Begin

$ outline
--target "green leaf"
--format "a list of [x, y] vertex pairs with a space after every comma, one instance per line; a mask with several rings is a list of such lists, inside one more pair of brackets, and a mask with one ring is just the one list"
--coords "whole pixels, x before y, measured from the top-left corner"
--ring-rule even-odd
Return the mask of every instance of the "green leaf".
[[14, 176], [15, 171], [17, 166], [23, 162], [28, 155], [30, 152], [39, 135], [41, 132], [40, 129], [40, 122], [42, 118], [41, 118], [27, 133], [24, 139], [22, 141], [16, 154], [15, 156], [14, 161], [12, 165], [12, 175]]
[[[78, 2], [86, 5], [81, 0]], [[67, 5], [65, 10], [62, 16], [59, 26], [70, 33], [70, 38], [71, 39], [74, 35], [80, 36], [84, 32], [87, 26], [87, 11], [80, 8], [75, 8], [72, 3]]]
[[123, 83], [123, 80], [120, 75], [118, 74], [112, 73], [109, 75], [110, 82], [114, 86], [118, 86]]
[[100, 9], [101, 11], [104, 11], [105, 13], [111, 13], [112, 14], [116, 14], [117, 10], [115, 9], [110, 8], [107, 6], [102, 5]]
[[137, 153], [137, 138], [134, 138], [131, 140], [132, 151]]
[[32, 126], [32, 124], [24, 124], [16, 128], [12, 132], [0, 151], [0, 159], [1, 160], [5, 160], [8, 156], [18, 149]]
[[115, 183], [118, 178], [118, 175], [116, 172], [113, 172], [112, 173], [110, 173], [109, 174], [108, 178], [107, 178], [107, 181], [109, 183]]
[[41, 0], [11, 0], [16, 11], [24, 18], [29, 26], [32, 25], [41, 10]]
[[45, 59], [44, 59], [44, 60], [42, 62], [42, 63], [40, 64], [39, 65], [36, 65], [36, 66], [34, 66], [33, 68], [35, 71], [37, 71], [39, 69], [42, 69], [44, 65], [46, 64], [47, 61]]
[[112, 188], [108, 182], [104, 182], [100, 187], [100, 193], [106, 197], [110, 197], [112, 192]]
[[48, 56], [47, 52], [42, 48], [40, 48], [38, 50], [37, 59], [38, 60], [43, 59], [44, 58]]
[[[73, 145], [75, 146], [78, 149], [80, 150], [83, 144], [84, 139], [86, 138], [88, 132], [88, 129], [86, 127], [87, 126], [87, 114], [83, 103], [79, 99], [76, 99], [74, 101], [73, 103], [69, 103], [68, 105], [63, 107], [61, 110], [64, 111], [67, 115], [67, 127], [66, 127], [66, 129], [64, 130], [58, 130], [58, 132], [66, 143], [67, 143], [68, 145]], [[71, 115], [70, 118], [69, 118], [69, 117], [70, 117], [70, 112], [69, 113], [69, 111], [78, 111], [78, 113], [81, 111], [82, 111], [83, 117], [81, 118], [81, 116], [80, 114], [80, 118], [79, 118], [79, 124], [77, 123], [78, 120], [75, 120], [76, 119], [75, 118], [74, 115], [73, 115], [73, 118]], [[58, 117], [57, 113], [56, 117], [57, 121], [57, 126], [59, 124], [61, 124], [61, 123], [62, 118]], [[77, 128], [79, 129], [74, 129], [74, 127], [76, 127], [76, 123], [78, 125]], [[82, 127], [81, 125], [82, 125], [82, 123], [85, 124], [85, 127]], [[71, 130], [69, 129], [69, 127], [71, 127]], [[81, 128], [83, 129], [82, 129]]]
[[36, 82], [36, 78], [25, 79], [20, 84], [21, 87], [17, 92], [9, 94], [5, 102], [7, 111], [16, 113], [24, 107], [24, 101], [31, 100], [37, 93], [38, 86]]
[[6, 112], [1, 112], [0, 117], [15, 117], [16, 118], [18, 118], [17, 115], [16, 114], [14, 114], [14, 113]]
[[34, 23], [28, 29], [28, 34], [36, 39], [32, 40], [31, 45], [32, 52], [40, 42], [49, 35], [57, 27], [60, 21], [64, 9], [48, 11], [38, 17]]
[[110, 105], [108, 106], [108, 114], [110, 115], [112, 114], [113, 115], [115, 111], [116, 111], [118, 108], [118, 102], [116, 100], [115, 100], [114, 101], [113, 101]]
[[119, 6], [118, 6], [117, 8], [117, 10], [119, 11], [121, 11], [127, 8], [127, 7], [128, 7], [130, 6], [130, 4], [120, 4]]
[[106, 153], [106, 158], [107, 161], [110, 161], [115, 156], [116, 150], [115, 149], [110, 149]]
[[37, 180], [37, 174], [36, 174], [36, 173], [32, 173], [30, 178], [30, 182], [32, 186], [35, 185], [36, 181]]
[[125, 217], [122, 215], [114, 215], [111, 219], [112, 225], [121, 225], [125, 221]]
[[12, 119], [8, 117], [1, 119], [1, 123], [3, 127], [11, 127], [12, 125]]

End

Exercise task | Reproduce all of the records above line for line, with no changes or omissions.

Exercise answer |
$ outline
--target "green leaf"
--format "a list of [x, y] vertex pairs with a space after every comma, one instance per line; a mask with several rings is a list of such lists, inside one more pair of brackets, and a mask with one ring is just the one list"
--coords "whole pixels, x before y, measured from the top-left corner"
--ring-rule even-odd
Return the mask of every instance of the "green leaf".
[[14, 176], [15, 171], [17, 166], [23, 162], [28, 155], [30, 152], [39, 135], [41, 132], [40, 129], [40, 122], [42, 118], [41, 118], [27, 133], [24, 139], [22, 141], [16, 154], [15, 156], [14, 161], [12, 165], [12, 175]]
[[[78, 2], [86, 5], [81, 0]], [[67, 5], [65, 10], [62, 16], [59, 26], [70, 33], [70, 38], [71, 39], [74, 35], [80, 36], [84, 32], [87, 26], [87, 11], [80, 8], [75, 8], [72, 3]]]
[[123, 83], [123, 80], [120, 75], [118, 74], [112, 73], [109, 75], [110, 82], [114, 86], [118, 86]]
[[100, 9], [101, 11], [104, 11], [105, 13], [111, 13], [112, 14], [116, 14], [117, 10], [115, 9], [110, 8], [107, 6], [102, 5]]
[[137, 153], [137, 138], [134, 138], [131, 140], [132, 151]]
[[32, 126], [32, 124], [24, 124], [16, 128], [12, 132], [0, 151], [0, 159], [1, 160], [5, 160], [8, 156], [18, 149]]
[[115, 183], [118, 178], [118, 175], [116, 172], [113, 172], [112, 173], [110, 173], [109, 174], [108, 178], [107, 178], [107, 181], [109, 183]]
[[41, 0], [11, 0], [16, 11], [24, 18], [29, 26], [32, 25], [41, 10]]
[[45, 59], [44, 59], [44, 60], [42, 62], [42, 63], [40, 64], [39, 65], [36, 65], [36, 66], [34, 66], [33, 68], [35, 71], [37, 71], [39, 69], [42, 69], [44, 65], [46, 64], [47, 61]]
[[112, 188], [108, 182], [104, 182], [100, 187], [100, 193], [106, 197], [110, 197], [112, 192]]
[[48, 56], [47, 52], [42, 48], [40, 48], [38, 50], [37, 59], [38, 60], [43, 59], [44, 58]]
[[[73, 145], [75, 146], [78, 149], [80, 150], [83, 144], [84, 139], [86, 138], [88, 132], [88, 129], [86, 127], [87, 126], [87, 114], [83, 103], [79, 99], [76, 99], [74, 101], [73, 103], [69, 103], [68, 105], [63, 107], [61, 110], [64, 111], [67, 115], [67, 127], [66, 127], [66, 129], [64, 130], [58, 130], [58, 132], [66, 143], [67, 143], [68, 145]], [[71, 115], [70, 118], [69, 118], [69, 117], [70, 117], [70, 112], [69, 113], [69, 111], [78, 111], [78, 113], [81, 111], [82, 111], [83, 117], [81, 118], [81, 116], [80, 114], [80, 118], [79, 118], [79, 124], [77, 123], [78, 120], [75, 120], [76, 119], [75, 118], [74, 115], [73, 115], [73, 118]], [[58, 117], [57, 113], [56, 117], [57, 121], [57, 126], [59, 124], [61, 124], [61, 123], [62, 118]], [[77, 128], [79, 129], [74, 129], [74, 127], [76, 127], [76, 123], [78, 125]], [[82, 127], [81, 125], [82, 125], [82, 123], [85, 124], [85, 127]], [[71, 130], [69, 129], [69, 127], [71, 127]], [[81, 128], [83, 129], [82, 129]]]
[[36, 82], [36, 78], [25, 79], [20, 84], [21, 87], [17, 92], [9, 94], [5, 102], [7, 111], [16, 113], [24, 107], [24, 101], [31, 100], [37, 93], [38, 86]]
[[6, 112], [1, 112], [0, 117], [15, 117], [16, 118], [18, 118], [17, 115], [16, 114], [14, 114], [14, 113]]
[[34, 23], [28, 29], [28, 34], [36, 39], [32, 40], [31, 45], [32, 52], [40, 42], [49, 35], [57, 27], [60, 21], [64, 9], [48, 11], [38, 17]]
[[110, 105], [108, 106], [108, 114], [110, 115], [112, 114], [113, 115], [115, 111], [116, 111], [118, 108], [118, 102], [116, 100], [115, 100], [114, 101], [113, 101]]
[[119, 6], [118, 6], [117, 8], [117, 10], [119, 11], [121, 11], [127, 8], [127, 7], [128, 7], [130, 6], [130, 4], [120, 4]]
[[106, 153], [106, 158], [107, 161], [110, 161], [115, 156], [116, 150], [115, 149], [110, 149]]
[[37, 180], [37, 174], [36, 174], [36, 173], [32, 173], [30, 178], [30, 182], [32, 186], [35, 185], [36, 181]]
[[125, 217], [122, 215], [114, 215], [111, 219], [112, 225], [121, 225], [125, 221]]
[[12, 119], [8, 117], [1, 119], [1, 123], [3, 127], [11, 127], [12, 125]]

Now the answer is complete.